She stated that “a similar custom prevails among the Basques. On September 1st, the shepherds come down from the Pyrenees, attired in their full costume, sheepskin coats and staves and crooks, to attend Mass with their best rams, in honour of St Giles.”
She included a Recipe for Soupe Basque, but I have set out a different Basque Soup, taken from Basque Country, by Marti Buckley, Artisan Books (2018), (reproduced from foodandwine.com), because it looks and sounds delicious. I have included some of the commentary below:
“Basque Garlic Soup, or sopa de ajo, is a balm for a cold day. It’s a piping hot bowl of garlicky, smoky broth, filled with tendrils of eggs and thickened with bread, heightened with a splash of sherry vinegar. This version, from writer and cookbook author Marti Buckley, calls for bread that’s very well-toasted—almost burnt—in olive oil to add body and roasted depth. The piquant broth is infused with an entire head of garlic. Best of all, it comes together in under an hour and tastes even better the day after it’s made.

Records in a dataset
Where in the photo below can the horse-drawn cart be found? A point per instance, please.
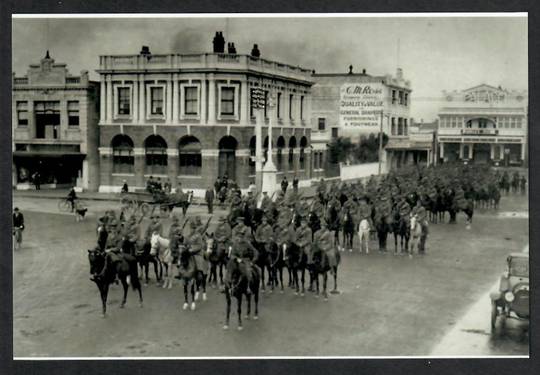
(143, 202)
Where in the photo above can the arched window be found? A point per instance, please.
(252, 154)
(123, 159)
(302, 158)
(156, 155)
(292, 146)
(189, 156)
(280, 146)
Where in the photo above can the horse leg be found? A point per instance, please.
(248, 298)
(193, 282)
(204, 286)
(239, 311)
(335, 280)
(186, 304)
(103, 291)
(325, 279)
(281, 278)
(228, 310)
(125, 286)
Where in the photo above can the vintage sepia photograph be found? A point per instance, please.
(270, 185)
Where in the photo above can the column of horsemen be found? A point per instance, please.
(290, 230)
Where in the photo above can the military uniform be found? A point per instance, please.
(303, 239)
(196, 248)
(324, 241)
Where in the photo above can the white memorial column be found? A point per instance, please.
(168, 97)
(142, 103)
(135, 114)
(103, 104)
(109, 99)
(204, 103)
(211, 99)
(244, 103)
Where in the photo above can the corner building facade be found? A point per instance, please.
(54, 127)
(190, 119)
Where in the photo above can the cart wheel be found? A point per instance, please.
(145, 208)
(494, 314)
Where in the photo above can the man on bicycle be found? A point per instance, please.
(18, 227)
(72, 197)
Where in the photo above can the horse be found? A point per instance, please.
(349, 228)
(321, 266)
(333, 224)
(190, 275)
(314, 223)
(400, 228)
(159, 247)
(217, 256)
(237, 285)
(415, 234)
(296, 261)
(144, 258)
(122, 269)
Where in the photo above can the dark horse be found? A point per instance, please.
(238, 285)
(190, 275)
(217, 256)
(296, 261)
(400, 228)
(321, 266)
(145, 258)
(383, 227)
(127, 266)
(349, 228)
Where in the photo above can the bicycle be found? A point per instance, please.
(64, 205)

Task instructions:
• A. Answer these questions about the Basque soup passage:
(i) On what date do the shepherds come down from the Pyrenees?
(ii) From which book is the garlic soup recipe taken?
(iii) What kind of vinegar is added to the soup?
• B. Extend the Basque soup passage by writing what comes after its final sentence.
These records are separate material and have no connection to the Basque soup passage.

Answers per task:
• A.
(i) September 1st.
(ii) Basque Country, by Marti Buckley.
(iii) Sherry vinegar.

• B.
Some recipes call for poached eggs to gently float in each bowl of soup, but scrambling infuses each bite with flavour and adds a beautiful texture to the broth. Stirring the beaten egg into the hot soup spreads those delicate wisps of egg throughout the and thickens it up, giving just enough bite. Paired with the smoky paprika, the soup almost tastes meaty.”
BASQUE SOUP
INGREDIENTS
[Serves 6]
Baguette
½ cup olive oil
1 garlic head (12 cloves), peeled and finely chopped
1 heaped tablespoon Pimenton de la Vera (smoked Spanish Paprika)
2 litres chicken stock
2 teaspoons salt
2 tablespoons sherry vinegar
3 eggs, beaten
METHOD
1 Preheat oven to 200 degrees Celsius. Place baguette on a baking sheet and cook till almost burnt, 20-25 minutes. Remove from oven and let cool. Break or slice bread into 2 inch pieces.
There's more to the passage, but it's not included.